━━━━━ Available data

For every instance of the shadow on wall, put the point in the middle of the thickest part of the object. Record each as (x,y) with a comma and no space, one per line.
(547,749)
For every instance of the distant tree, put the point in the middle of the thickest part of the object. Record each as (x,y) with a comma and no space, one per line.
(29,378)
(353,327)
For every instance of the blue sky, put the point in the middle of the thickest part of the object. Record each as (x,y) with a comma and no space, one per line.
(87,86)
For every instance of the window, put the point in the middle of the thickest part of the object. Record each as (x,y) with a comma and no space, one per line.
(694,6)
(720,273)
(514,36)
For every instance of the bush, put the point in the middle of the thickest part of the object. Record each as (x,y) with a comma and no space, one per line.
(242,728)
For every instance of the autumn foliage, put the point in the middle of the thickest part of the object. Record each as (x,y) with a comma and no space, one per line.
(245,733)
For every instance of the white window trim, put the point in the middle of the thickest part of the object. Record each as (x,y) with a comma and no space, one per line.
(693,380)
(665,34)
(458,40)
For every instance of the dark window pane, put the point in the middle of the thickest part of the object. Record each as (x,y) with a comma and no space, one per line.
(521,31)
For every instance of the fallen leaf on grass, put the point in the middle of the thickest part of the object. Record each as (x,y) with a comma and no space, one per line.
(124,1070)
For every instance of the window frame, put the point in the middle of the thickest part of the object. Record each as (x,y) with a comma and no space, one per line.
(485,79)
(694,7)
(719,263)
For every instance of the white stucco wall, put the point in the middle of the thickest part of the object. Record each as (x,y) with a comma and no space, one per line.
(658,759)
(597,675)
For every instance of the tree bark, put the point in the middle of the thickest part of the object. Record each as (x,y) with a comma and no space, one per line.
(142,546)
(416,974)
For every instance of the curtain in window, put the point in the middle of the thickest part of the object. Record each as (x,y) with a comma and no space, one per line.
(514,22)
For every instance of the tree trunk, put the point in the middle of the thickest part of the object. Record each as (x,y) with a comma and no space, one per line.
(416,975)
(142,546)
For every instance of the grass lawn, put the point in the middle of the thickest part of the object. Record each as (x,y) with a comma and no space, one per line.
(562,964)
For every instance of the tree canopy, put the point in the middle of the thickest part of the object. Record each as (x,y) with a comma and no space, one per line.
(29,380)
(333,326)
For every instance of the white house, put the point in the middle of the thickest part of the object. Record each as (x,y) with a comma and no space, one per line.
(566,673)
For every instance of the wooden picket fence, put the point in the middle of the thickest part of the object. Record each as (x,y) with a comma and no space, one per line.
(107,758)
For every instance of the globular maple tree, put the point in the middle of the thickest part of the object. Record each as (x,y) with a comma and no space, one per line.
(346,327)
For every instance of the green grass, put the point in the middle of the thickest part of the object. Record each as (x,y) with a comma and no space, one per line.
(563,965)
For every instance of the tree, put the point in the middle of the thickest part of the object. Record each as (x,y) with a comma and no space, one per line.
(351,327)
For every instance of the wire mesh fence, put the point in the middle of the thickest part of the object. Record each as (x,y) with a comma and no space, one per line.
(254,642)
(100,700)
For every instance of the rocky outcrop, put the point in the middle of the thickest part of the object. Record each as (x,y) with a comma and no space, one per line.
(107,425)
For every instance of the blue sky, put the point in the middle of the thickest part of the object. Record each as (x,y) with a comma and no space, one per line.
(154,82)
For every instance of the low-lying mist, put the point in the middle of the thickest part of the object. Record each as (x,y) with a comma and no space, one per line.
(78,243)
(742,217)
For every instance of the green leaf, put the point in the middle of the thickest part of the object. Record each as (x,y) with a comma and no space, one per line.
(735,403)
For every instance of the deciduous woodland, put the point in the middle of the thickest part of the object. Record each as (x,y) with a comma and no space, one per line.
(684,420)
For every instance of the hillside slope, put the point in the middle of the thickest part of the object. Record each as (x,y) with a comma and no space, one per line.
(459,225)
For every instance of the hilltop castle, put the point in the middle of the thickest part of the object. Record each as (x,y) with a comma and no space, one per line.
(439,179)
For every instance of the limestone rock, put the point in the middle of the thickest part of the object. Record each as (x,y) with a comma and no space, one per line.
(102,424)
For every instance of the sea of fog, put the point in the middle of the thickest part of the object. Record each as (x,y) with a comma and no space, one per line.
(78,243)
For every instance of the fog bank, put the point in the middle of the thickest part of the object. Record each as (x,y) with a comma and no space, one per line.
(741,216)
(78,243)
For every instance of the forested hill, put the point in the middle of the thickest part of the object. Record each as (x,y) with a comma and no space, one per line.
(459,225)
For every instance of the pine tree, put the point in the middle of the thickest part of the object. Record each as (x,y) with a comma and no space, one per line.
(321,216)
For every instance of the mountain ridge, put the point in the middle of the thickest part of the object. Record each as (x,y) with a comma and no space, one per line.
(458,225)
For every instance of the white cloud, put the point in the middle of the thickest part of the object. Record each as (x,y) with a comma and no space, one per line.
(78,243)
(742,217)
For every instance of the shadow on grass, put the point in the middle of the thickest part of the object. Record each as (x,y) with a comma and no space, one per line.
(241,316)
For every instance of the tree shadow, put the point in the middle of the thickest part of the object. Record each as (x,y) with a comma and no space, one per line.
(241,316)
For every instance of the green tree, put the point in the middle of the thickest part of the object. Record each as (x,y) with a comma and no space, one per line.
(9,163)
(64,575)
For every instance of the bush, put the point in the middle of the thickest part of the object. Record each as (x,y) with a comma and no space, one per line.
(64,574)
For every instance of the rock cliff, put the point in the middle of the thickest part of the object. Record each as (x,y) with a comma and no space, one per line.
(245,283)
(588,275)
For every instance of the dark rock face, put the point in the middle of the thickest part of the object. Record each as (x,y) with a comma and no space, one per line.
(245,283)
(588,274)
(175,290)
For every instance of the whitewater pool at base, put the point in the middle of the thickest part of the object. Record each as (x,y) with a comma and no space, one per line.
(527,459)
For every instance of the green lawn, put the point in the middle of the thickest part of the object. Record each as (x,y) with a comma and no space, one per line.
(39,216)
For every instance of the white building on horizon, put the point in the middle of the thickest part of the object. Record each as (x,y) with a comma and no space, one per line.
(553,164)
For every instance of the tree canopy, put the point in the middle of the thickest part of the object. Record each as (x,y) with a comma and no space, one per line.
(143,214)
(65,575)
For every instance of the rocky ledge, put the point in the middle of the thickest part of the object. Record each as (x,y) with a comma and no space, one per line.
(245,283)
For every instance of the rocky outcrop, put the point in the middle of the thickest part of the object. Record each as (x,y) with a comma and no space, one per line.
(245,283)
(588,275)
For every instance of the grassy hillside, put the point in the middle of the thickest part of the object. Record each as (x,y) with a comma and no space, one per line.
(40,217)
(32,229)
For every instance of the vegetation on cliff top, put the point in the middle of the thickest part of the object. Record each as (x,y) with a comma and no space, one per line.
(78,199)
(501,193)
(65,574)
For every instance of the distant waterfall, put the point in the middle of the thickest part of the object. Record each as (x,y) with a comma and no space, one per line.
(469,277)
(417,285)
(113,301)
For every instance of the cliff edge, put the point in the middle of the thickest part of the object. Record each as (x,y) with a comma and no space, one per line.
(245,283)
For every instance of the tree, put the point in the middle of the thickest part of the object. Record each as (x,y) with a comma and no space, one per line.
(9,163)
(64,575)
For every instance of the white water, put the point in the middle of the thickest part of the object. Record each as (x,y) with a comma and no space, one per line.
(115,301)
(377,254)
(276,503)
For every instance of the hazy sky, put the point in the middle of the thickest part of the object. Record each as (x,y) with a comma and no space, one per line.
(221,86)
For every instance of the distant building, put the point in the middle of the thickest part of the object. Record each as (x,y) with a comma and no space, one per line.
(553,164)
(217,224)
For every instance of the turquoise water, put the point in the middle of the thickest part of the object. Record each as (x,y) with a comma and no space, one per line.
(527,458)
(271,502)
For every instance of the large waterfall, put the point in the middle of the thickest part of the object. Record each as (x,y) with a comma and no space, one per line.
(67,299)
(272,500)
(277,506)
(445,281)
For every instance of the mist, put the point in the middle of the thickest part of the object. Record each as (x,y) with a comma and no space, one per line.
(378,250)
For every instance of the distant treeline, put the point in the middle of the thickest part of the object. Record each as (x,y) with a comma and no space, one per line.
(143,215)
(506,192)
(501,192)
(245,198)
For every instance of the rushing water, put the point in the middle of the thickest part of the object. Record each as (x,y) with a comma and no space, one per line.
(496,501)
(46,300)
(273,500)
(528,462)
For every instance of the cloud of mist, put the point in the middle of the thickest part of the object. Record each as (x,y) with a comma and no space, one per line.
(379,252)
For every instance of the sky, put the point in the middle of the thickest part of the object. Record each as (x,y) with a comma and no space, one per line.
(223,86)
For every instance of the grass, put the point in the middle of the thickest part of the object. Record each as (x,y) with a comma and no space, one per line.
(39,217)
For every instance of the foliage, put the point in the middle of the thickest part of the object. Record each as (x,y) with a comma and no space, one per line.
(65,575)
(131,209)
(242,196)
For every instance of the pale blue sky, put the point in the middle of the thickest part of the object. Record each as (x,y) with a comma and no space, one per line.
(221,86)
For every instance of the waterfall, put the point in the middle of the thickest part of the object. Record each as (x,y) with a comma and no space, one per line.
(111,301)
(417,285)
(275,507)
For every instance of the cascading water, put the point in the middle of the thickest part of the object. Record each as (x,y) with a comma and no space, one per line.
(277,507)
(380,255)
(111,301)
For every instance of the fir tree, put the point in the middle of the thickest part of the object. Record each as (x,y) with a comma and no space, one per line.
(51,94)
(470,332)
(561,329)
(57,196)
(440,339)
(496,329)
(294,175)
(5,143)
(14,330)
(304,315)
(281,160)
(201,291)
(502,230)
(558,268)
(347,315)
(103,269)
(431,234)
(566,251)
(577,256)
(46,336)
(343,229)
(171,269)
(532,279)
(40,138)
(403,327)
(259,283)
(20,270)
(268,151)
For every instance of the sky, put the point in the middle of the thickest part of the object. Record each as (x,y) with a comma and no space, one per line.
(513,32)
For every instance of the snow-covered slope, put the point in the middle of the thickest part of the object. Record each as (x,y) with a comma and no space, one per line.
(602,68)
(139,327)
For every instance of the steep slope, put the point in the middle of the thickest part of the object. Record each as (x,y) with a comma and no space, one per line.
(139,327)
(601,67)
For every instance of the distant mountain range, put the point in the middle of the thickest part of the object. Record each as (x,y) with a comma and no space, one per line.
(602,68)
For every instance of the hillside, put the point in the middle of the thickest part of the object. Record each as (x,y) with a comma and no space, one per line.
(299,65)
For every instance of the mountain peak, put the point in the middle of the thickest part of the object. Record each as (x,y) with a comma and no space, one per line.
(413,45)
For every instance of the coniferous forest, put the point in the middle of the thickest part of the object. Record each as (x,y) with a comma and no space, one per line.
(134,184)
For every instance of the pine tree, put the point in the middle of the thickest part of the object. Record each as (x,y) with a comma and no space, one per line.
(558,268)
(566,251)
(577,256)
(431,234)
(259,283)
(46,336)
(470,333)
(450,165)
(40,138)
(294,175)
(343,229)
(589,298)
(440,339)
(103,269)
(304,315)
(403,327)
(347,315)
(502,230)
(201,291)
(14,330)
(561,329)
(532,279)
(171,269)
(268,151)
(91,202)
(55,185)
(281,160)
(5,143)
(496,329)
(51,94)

━━━━━━━━━━

Problem to solve
Leave out every line before the one containing "For every instance of the hillside, put"; set down that line and all remaining lines of the material exactly.

Reply to the task
For every instance of the hillside, put the point in the middle of the thickest part of the object. Record each as (x,y) with a comma and no space, one per line.
(299,65)
For every instance of the mountain peak, put the point in the middle of the thickest part of the object. Record each as (x,y) with a comma and no space, one per line.
(413,45)
For every instance of the coniferous forest, put the point in the middle of the thickest part of the object. Record each as (x,y) with a comma and no space, one per line.
(134,184)
For every instance of the pine tree, put the point in the middle of the thickest part of the object. Record each as (x,y) with a comma and no space, one per line.
(558,268)
(566,251)
(577,256)
(431,234)
(259,283)
(46,336)
(470,333)
(450,165)
(40,138)
(294,175)
(343,229)
(589,298)
(440,339)
(103,269)
(304,315)
(403,327)
(347,315)
(502,230)
(201,291)
(14,330)
(561,329)
(532,279)
(171,269)
(268,151)
(91,202)
(55,185)
(281,160)
(5,143)
(496,329)
(51,94)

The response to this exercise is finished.